Problem to work on → Print the first line of the material below and each line after it, exactly as written, ending with the line that contains "the dark shingled".

START Given data

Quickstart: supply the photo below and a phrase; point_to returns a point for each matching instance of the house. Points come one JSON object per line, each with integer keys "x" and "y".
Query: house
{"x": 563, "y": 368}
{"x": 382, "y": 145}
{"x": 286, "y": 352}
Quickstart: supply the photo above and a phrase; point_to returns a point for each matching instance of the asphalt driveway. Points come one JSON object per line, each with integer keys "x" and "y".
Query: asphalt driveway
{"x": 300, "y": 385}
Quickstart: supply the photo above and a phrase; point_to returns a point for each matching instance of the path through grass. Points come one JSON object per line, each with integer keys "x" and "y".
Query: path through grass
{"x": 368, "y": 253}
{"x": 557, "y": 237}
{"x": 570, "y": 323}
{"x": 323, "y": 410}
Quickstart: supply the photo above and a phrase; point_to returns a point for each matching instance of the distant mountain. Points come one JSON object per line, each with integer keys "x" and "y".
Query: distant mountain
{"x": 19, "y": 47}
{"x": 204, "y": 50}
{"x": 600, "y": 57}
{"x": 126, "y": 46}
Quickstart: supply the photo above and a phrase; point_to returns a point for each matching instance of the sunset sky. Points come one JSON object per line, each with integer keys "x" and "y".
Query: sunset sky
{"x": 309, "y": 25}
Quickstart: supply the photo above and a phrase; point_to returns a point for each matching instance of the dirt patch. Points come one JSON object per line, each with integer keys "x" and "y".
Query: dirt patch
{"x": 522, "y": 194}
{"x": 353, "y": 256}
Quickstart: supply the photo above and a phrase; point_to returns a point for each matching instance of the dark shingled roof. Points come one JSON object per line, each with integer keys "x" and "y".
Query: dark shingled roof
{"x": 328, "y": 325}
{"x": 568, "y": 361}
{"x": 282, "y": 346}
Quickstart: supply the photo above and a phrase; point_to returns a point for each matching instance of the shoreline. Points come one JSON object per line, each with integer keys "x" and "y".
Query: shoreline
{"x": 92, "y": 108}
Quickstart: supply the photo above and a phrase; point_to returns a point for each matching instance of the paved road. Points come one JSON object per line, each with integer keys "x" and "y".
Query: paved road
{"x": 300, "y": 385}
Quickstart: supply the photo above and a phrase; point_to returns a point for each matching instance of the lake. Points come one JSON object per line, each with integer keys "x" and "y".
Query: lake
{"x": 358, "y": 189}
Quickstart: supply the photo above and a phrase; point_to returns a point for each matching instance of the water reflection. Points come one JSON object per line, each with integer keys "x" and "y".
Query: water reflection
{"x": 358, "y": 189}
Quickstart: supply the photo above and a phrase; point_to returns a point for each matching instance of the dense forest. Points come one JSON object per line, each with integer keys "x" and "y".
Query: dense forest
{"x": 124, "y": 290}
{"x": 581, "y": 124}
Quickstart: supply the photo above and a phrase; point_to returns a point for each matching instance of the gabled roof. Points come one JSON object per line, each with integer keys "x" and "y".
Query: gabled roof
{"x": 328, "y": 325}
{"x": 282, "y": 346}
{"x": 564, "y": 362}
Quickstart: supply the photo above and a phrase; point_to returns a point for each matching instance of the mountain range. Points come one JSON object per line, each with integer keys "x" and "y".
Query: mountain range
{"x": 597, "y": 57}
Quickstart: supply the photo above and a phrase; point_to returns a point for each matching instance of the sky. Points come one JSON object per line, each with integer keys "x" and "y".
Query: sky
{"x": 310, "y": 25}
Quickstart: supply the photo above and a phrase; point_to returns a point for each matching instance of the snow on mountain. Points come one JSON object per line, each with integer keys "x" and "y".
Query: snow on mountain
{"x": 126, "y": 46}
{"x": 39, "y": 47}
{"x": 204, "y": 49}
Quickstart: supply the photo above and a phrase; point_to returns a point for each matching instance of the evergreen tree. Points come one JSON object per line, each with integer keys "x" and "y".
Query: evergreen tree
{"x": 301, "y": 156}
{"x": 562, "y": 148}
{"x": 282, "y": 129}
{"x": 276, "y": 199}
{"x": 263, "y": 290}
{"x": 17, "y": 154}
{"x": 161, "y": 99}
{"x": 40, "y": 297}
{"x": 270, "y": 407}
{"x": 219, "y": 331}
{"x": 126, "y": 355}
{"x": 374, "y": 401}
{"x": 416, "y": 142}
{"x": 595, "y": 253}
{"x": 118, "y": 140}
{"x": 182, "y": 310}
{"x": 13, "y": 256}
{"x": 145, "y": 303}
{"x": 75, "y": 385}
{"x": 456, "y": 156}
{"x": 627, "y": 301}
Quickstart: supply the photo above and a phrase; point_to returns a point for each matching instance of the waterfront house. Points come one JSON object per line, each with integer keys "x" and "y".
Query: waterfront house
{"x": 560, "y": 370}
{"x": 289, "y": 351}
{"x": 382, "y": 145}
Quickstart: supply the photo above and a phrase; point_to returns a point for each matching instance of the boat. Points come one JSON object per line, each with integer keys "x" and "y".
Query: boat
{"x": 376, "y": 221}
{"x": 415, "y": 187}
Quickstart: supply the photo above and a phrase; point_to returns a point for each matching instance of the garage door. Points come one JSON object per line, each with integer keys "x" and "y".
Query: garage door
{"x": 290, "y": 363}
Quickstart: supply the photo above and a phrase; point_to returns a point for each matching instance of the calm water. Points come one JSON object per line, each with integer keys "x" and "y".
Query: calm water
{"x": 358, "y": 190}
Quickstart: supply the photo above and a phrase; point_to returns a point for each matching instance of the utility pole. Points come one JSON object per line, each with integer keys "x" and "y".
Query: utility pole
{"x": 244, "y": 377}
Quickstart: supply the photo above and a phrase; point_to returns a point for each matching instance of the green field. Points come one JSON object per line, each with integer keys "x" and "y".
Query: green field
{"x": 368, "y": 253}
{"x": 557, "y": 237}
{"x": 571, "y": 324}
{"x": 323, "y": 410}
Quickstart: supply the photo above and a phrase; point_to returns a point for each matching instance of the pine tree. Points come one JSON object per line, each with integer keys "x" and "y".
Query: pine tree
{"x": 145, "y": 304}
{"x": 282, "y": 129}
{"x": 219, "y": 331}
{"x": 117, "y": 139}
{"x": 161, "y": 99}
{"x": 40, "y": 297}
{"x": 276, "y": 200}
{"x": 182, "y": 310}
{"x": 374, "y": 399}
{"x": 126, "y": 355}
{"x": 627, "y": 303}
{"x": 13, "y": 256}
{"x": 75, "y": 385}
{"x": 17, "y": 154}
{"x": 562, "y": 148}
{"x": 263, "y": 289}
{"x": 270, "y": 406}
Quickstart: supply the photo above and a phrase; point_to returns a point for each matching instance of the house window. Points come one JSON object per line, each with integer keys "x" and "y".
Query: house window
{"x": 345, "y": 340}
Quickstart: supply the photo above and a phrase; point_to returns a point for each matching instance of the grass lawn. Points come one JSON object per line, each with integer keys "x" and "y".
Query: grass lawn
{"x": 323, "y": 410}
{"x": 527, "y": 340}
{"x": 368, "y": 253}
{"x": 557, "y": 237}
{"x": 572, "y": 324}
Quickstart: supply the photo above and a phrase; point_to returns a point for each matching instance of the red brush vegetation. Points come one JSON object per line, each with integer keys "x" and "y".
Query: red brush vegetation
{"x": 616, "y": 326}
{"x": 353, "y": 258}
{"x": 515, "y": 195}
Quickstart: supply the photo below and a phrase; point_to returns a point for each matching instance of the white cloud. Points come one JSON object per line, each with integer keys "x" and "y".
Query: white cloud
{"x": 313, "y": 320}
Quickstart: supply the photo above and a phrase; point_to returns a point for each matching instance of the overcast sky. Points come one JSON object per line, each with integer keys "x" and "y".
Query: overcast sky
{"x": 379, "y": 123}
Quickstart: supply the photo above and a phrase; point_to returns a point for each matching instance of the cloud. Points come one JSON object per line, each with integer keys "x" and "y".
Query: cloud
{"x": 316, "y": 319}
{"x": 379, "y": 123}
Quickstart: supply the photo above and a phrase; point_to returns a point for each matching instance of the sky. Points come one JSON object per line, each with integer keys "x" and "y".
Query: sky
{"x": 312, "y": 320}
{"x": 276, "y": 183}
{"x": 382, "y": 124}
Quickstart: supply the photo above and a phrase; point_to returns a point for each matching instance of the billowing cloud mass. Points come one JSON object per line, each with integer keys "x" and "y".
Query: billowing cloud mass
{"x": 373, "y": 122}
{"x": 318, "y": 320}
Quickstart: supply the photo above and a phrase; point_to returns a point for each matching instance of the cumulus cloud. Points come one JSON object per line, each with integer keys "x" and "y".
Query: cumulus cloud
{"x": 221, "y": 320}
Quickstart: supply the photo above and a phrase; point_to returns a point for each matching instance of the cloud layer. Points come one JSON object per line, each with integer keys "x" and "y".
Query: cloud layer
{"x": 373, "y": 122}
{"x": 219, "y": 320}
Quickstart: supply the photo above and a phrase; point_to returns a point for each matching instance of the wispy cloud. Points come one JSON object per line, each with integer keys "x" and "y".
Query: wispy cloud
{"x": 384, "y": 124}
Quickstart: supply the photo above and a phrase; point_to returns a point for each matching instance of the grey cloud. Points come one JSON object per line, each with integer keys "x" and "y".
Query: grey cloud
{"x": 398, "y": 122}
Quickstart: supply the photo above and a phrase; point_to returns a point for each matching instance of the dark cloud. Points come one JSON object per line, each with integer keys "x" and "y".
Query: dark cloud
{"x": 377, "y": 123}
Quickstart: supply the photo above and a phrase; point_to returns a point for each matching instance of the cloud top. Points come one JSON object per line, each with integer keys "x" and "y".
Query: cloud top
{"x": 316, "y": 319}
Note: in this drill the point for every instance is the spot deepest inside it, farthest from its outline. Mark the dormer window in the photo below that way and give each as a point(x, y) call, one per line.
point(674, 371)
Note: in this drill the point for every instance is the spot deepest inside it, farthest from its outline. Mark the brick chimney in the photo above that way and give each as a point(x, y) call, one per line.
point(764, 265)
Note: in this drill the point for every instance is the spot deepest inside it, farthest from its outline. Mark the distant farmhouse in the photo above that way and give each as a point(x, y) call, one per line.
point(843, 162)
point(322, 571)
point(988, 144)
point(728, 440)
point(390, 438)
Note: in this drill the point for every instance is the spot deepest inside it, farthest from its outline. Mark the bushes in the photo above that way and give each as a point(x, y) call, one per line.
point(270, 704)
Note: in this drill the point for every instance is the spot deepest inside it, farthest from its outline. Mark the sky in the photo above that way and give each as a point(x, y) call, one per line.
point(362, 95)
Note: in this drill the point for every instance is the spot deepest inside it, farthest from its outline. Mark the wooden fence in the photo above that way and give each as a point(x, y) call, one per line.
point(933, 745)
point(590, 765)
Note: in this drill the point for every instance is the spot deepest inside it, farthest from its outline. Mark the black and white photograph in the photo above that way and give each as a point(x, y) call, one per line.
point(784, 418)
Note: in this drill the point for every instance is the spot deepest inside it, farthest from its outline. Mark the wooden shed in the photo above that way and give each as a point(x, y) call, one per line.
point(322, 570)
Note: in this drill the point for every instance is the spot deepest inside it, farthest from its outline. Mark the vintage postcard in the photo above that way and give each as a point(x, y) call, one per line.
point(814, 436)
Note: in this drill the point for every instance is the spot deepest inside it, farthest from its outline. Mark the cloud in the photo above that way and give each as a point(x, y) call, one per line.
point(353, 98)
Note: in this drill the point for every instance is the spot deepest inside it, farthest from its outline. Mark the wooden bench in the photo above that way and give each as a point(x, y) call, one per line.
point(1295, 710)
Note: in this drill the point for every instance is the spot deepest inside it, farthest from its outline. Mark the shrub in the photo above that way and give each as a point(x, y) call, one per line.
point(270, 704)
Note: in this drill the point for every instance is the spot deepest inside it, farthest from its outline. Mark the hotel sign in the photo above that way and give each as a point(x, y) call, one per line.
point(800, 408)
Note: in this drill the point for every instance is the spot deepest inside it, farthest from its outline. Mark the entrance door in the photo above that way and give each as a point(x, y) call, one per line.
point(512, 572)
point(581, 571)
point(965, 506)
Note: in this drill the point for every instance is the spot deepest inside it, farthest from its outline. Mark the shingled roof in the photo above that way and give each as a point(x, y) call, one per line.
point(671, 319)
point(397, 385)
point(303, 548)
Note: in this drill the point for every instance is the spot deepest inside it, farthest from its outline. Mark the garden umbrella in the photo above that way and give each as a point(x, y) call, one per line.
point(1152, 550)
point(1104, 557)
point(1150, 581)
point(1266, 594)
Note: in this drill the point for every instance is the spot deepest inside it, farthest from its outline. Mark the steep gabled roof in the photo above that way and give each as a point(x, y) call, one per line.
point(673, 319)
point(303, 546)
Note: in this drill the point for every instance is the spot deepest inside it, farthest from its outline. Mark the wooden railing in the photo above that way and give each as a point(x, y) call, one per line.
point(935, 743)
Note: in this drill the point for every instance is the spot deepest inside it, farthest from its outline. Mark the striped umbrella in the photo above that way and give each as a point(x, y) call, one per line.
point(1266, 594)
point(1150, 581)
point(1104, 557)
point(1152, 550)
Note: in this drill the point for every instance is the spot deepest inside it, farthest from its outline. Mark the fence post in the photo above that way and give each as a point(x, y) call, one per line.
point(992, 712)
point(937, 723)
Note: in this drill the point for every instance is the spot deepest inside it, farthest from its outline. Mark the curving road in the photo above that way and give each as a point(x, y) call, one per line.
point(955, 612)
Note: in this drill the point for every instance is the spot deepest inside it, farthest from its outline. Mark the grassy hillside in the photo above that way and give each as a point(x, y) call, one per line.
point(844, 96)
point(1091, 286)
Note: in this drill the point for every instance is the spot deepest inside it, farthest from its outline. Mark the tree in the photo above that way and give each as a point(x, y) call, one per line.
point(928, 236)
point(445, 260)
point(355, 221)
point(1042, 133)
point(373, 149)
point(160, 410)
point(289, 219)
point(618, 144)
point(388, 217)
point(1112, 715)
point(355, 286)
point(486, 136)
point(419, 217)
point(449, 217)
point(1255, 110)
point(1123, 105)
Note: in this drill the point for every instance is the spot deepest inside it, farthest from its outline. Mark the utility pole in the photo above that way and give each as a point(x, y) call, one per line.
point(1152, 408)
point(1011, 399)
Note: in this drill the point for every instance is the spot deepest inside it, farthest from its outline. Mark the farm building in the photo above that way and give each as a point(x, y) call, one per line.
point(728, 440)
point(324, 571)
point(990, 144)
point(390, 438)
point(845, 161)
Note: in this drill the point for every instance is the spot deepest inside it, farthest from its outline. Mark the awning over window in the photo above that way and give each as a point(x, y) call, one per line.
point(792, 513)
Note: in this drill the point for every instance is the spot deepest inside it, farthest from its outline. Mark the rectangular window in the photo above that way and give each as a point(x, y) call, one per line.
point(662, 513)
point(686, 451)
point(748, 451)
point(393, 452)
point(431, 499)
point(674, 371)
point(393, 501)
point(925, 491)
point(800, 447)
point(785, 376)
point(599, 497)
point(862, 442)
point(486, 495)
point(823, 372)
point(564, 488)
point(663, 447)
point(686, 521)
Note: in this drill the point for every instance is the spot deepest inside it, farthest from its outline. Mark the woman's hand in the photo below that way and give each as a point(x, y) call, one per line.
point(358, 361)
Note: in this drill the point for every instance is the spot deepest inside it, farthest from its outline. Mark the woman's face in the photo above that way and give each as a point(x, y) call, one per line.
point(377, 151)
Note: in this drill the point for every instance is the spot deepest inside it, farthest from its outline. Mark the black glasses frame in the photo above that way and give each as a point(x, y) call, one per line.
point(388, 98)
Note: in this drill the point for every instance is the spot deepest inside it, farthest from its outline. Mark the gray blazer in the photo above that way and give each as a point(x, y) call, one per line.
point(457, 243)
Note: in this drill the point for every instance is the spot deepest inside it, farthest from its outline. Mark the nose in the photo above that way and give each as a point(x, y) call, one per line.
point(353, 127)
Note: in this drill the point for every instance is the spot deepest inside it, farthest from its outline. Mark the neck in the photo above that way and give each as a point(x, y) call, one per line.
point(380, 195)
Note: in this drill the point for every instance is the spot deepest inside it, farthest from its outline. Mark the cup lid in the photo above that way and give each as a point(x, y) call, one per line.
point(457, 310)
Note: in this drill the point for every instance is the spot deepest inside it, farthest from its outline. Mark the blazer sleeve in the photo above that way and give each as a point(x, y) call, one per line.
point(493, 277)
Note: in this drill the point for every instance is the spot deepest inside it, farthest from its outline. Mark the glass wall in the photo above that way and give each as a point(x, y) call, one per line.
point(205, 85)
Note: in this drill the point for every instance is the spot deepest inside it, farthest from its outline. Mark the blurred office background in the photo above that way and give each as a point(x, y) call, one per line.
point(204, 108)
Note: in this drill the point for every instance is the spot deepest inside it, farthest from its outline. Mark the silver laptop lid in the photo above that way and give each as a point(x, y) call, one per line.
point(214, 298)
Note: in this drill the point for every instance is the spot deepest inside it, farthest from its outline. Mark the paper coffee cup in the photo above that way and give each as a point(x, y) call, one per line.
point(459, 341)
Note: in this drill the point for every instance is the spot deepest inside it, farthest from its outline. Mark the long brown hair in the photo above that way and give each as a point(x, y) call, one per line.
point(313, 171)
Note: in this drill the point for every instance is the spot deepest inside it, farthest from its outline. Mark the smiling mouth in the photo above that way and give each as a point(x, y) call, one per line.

END Given data

Response area →
Quickstart: supply the photo below and a phrase; point_to returns a point for each matching instance of the house. Points come one JSON object per line, each with integer keys "x" and "y".
Query: house
{"x": 563, "y": 368}
{"x": 382, "y": 145}
{"x": 286, "y": 352}
Quickstart: supply the photo above and a phrase; point_to returns a point for each matching instance of the asphalt driveway. Points come one JSON object per line, each with integer keys "x" and "y".
Query: asphalt driveway
{"x": 300, "y": 385}
Quickstart: supply the photo above and a phrase; point_to returns a point for each matching instance of the path through grass. Points come one JSON object per line, each with integer keys "x" and "y".
Query: path through grass
{"x": 368, "y": 253}
{"x": 557, "y": 237}
{"x": 570, "y": 323}
{"x": 323, "y": 410}
Quickstart: supply the photo above and a phrase; point_to returns a point for each matching instance of the distant mountain. Points come one JSON object per line, each with integer keys "x" and "y".
Query: distant mountain
{"x": 19, "y": 47}
{"x": 204, "y": 50}
{"x": 600, "y": 57}
{"x": 126, "y": 46}
Quickstart: supply the photo above and a phrase; point_to returns a point for each matching instance of the sunset sky. Points come one JSON object per line, each with integer keys "x" and "y".
Query: sunset sky
{"x": 309, "y": 25}
Quickstart: supply the photo above and a phrase; point_to returns a point for each matching instance of the dirt patch. Points come one JSON object per line, each with integer keys "x" and "y".
Query: dirt patch
{"x": 522, "y": 194}
{"x": 353, "y": 256}
Quickstart: supply the photo above and a phrase; point_to returns a point for each matching instance of the dark shingled roof. Points come one JSON object per line, each with integer keys "x" and "y".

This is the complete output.